TEKS:
Desember 1931 Sjahrir tiba di Batavia, dan tak lama 4 bulan setelahnya yaitu pada April 1932, Maria menyusul Sjahrir bersama anaknya pergi ke Hindia Belanda, dan berlabuh di Medan. saat itu Sjahrir yang sedang berada di Batavia langsung menemui Maria yang berada di Medan dan akhirnya mereka pun bertemu di Medan.
Di Medan Sjahrir dan Maria memutuskan menikah di salah satu Masjid disana pada 10 april 1932. Pernikahan mereka saat itu merupakan pernikahan yang dianggap tak biasa, sebab jarang sekali seorang pribumi menikahi perempuan Belanda atau Eropa, dan saat itu juga ada anggapan bahwa menikahi ras kulit putih dapat dianggap sebuah provokasi, karena hal tersebut juga lantas pernikahan mereka pun sering mendapat gunjingan. Ditambah rasisme saat itu sangatlah kuat.
Saat di Medan Maria gemar memakai kebaya, sebagaimana yang digambarkan Frances Gouda dalam tulisannya Dutch Culture Overseas: Praktik Kolonial di Hindia Belanda 1900-1942 “Berjalan-jalan di kota Medan, berkain sarung dan kebaya, bergandengan tangan dengan suaminya yang orang Indonesia."
Karena Maria yang berpenampilan berbeda dengan wanita eropa pada umumnya saat itu, ia pun dicurigai oleh polisi setempat karena kecurigaan tersebut, polisi menyelidiki dokumen-dokumen milik Maria, setelah diselidiki ternyata Maria masih berstatus istri Salomon Tas, jadi Maria dan Tas sebenarnya belum resmi bercerai.
Dengan temuan bahwa Maria masih berstatus istri orang lain, hal tersebut membuat gaduh penghulu disana sebab pernikahannya dengan Sjahrir dilakukan sesuai dengan syariat Islam, maka Penghulu setempat memutuskan membatalkan pernikahan Sjahrir dan Maria.
Berita dari pemeriksaan polisi kepada Maria tersebut sampai ditulis oleh Medan Post yang merupakan kantor koran paling besar di Medan pada saat itu.

DATA YANG DITAMPILKAN:
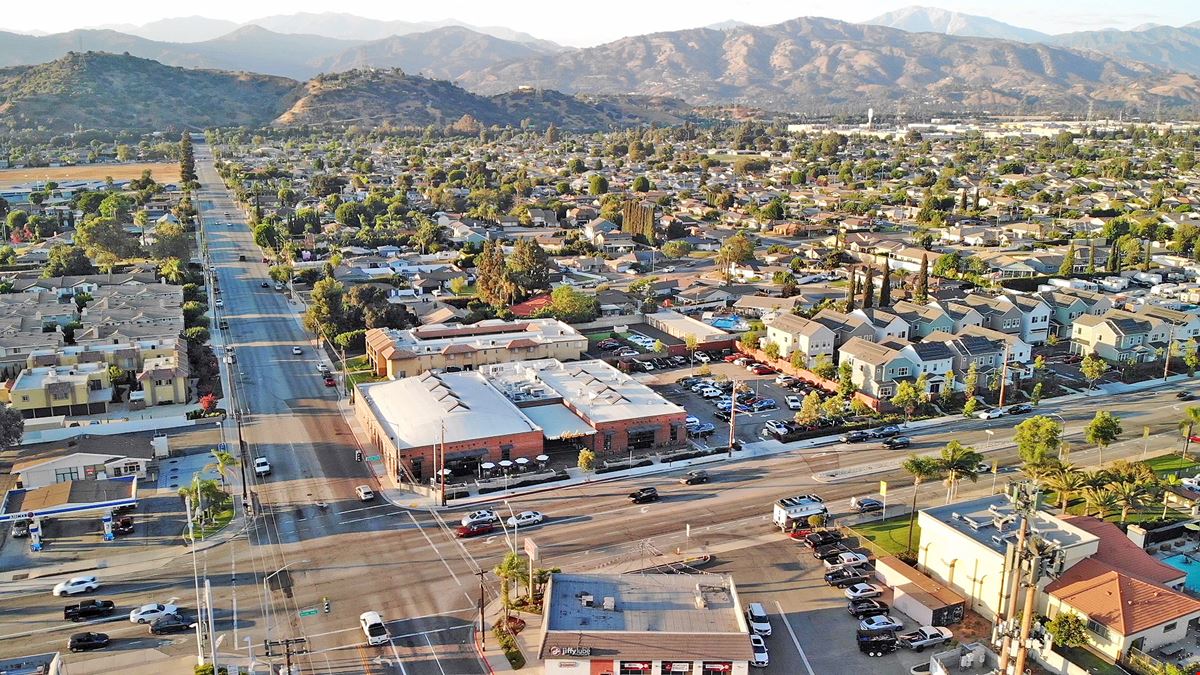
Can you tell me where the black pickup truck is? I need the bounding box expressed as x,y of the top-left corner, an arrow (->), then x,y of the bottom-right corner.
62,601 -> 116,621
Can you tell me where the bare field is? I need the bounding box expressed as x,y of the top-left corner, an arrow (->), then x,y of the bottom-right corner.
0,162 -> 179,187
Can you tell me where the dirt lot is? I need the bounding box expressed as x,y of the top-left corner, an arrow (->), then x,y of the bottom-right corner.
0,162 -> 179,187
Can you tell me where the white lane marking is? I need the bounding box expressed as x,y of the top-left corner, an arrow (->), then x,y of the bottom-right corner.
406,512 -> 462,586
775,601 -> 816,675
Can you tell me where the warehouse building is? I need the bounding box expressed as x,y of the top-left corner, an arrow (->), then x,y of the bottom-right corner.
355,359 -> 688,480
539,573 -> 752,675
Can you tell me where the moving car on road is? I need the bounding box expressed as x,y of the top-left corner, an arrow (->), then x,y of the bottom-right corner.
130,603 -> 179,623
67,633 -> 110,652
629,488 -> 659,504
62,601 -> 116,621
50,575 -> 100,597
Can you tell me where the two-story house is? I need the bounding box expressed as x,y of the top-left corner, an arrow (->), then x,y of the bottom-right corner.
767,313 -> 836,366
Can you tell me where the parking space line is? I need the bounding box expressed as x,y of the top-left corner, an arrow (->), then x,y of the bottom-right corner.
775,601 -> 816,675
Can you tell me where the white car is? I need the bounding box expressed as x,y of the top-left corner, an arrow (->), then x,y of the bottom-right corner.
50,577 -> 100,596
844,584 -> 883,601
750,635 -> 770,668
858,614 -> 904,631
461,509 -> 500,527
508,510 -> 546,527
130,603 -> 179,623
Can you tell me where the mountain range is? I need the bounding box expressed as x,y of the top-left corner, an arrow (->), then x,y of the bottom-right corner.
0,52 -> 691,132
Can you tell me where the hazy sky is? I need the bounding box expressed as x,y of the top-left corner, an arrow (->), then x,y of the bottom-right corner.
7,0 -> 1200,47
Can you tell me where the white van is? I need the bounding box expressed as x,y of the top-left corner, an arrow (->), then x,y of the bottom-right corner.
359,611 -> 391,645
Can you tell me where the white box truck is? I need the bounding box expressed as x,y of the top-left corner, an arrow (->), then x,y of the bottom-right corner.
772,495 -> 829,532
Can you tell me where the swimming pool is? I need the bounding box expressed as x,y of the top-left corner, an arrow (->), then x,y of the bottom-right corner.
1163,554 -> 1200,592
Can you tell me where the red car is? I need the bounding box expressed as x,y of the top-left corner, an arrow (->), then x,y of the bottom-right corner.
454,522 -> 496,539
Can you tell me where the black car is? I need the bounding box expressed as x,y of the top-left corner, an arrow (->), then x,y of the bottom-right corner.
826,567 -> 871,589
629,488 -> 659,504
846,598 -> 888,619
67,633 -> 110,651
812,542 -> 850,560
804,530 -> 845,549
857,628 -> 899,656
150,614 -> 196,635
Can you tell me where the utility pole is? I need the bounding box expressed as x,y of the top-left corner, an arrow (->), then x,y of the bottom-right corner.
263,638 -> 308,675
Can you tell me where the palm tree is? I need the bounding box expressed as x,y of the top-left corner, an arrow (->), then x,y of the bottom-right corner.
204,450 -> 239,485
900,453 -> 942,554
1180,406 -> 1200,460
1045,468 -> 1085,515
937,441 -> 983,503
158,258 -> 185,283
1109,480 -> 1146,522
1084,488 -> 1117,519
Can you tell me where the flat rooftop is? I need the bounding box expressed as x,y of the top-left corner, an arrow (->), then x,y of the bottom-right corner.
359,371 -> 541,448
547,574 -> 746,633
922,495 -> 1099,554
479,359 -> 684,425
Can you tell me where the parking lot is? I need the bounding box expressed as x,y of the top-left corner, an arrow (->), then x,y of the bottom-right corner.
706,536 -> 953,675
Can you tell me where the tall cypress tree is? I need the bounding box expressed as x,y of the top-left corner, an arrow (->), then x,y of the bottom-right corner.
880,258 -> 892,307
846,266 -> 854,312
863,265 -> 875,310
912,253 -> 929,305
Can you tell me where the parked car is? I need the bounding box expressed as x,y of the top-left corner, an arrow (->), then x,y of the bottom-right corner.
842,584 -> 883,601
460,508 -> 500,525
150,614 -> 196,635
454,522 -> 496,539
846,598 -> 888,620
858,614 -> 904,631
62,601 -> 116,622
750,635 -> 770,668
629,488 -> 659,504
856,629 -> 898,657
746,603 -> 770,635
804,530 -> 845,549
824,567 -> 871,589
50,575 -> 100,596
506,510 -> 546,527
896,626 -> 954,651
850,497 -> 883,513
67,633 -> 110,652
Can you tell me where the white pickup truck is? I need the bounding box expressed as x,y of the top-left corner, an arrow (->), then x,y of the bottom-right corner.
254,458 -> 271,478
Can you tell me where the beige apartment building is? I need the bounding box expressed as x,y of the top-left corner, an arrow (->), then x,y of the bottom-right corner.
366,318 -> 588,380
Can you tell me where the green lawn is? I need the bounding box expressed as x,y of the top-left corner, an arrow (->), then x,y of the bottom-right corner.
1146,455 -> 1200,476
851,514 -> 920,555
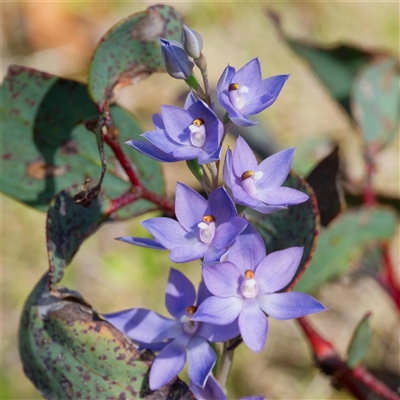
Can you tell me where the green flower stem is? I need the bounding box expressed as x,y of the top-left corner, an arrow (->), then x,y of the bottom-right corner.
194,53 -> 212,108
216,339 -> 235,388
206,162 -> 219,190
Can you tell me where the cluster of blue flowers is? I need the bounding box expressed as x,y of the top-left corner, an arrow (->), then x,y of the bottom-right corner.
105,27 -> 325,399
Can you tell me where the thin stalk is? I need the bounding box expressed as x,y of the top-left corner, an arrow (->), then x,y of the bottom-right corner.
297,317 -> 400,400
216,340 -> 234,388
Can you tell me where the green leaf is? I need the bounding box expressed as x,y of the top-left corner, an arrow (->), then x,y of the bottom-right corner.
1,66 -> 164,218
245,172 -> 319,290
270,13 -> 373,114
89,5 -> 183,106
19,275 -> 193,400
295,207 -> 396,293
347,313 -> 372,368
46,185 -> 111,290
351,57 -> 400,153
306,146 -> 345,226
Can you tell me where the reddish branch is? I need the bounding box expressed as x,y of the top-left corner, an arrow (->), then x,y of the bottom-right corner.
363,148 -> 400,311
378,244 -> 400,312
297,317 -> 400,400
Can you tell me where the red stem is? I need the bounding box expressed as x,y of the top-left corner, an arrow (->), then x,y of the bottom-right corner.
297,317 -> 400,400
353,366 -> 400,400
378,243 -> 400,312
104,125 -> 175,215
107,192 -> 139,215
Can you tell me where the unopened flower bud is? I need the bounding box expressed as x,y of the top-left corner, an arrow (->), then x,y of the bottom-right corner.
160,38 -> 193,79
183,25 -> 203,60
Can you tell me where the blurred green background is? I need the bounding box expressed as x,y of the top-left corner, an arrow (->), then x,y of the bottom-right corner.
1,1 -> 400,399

PETUNJUK:
1. Salin kembali bagian teks tentang Sjahrir dan Maria dari "Dengan temuan bahwa" sampai "pada saat itu." tanpa mengubah satu kata pun.
2. Jawablah pertanyaan berikut berdasarkan teks tentang Sjahrir dan Maria.
(a) Kapan Sjahrir tiba di Batavia?
(b) Pada tanggal berapa Sjahrir dan Maria menikah di Medan?
(c) Siapa yang memutuskan membatalkan pernikahan mereka?
3. Tentukan apakah setiap pernyataan berikut sesuai dengan teks tentang Sjahrir dan Maria, lalu kutip kata-kata teks yang menjadi dasarnya.
(a) Maria berlabuh di Batavia saat menyusul Sjahrir.
(b) Saat di Medan, Maria gemar memakai kebaya.
(c) Maria dan Salomon Tas sudah resmi bercerai.
Materi ini diambil dari sumber lain dan tidak berkaitan dengan teks.

HASIL:
1.
Dengan temuan bahwa Maria masih berstatus istri orang lain, hal tersebut membuat gaduh penghulu disana sebab pernikahannya dengan Sjahrir dilakukan sesuai dengan syariat Islam, maka Penghulu setempat memutuskan membatalkan pernikahan Sjahrir dan Maria.
Berita dari pemeriksaan polisi kepada Maria tersebut sampai ditulis oleh Medan Post yang merupakan kantor koran paling besar di Medan pada saat itu.

2.
(a) Desember 1931.
(b) 10 April 1932.
(c) Penghulu setempat.

3.
(a) Tidak: "berlabuh di Medan".
(b) Ya: "Saat di Medan Maria gemar memakai kebaya".
(c) Tidak: "Maria dan Tas sebenarnya belum resmi bercerai".